YOUR TASK
Each of the entries beneath this task should be written out exactly.

Stored items from a collection
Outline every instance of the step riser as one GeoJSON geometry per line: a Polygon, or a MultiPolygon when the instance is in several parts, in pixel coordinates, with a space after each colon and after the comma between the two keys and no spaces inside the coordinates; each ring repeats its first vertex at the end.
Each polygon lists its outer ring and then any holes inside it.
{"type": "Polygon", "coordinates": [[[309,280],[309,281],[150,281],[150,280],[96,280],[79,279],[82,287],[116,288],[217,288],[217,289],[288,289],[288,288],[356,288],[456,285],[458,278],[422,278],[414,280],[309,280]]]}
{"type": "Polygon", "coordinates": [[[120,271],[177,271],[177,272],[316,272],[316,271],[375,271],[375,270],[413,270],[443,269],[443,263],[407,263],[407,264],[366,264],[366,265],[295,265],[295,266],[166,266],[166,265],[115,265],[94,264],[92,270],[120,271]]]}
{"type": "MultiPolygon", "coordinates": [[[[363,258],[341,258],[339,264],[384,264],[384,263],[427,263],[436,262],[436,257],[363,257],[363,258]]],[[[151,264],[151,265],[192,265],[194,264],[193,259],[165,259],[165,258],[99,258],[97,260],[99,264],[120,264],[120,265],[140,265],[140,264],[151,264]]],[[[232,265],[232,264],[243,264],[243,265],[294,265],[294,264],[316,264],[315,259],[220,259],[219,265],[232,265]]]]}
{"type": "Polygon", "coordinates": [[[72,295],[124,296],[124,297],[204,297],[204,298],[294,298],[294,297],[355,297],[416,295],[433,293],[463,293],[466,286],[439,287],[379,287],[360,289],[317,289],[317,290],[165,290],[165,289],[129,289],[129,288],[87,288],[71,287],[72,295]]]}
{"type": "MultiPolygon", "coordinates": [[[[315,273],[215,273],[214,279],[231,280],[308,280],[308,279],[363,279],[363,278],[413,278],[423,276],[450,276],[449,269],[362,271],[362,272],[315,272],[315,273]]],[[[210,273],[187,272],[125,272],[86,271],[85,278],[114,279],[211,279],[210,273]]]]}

FINISHED TASK
Outline every instance of the step riser as one GeoJSON geometry per line: a Polygon, or a MultiPolygon when the instance is in several parts, in pixel coordinates, with a space after each colon and after the comma between the two keys and no spaces inside the coordinates; each ring repeats its first vertex at the end.
Each polygon lists its outer ring and then any holes inside it.
{"type": "Polygon", "coordinates": [[[309,280],[309,281],[150,281],[150,280],[96,280],[79,279],[82,287],[116,288],[217,288],[217,289],[288,289],[288,288],[356,288],[456,285],[458,278],[422,278],[414,280],[309,280]]]}
{"type": "Polygon", "coordinates": [[[120,271],[177,271],[177,272],[316,272],[316,271],[375,271],[375,270],[413,270],[443,269],[443,263],[407,263],[407,264],[366,264],[366,265],[295,265],[295,266],[166,266],[166,265],[115,265],[94,264],[92,270],[120,271]]]}
{"type": "MultiPolygon", "coordinates": [[[[363,258],[341,258],[339,264],[384,264],[384,263],[427,263],[436,262],[436,257],[363,257],[363,258]]],[[[151,264],[151,265],[192,265],[194,264],[193,259],[165,259],[165,258],[99,258],[97,260],[99,264],[120,264],[120,265],[140,265],[140,264],[151,264]]],[[[232,265],[232,264],[243,264],[243,265],[294,265],[294,264],[316,264],[315,259],[220,259],[219,265],[232,265]]]]}
{"type": "Polygon", "coordinates": [[[72,295],[124,296],[124,297],[204,297],[204,298],[294,298],[294,297],[355,297],[416,295],[433,293],[463,293],[466,286],[439,287],[379,287],[360,289],[317,289],[317,290],[165,290],[165,289],[129,289],[129,288],[87,288],[71,287],[72,295]]]}
{"type": "MultiPolygon", "coordinates": [[[[315,273],[215,273],[214,279],[231,280],[308,280],[308,279],[363,279],[363,278],[413,278],[423,276],[450,276],[449,269],[362,271],[362,272],[315,272],[315,273]]],[[[210,273],[187,272],[125,272],[86,271],[85,278],[114,279],[211,279],[210,273]]]]}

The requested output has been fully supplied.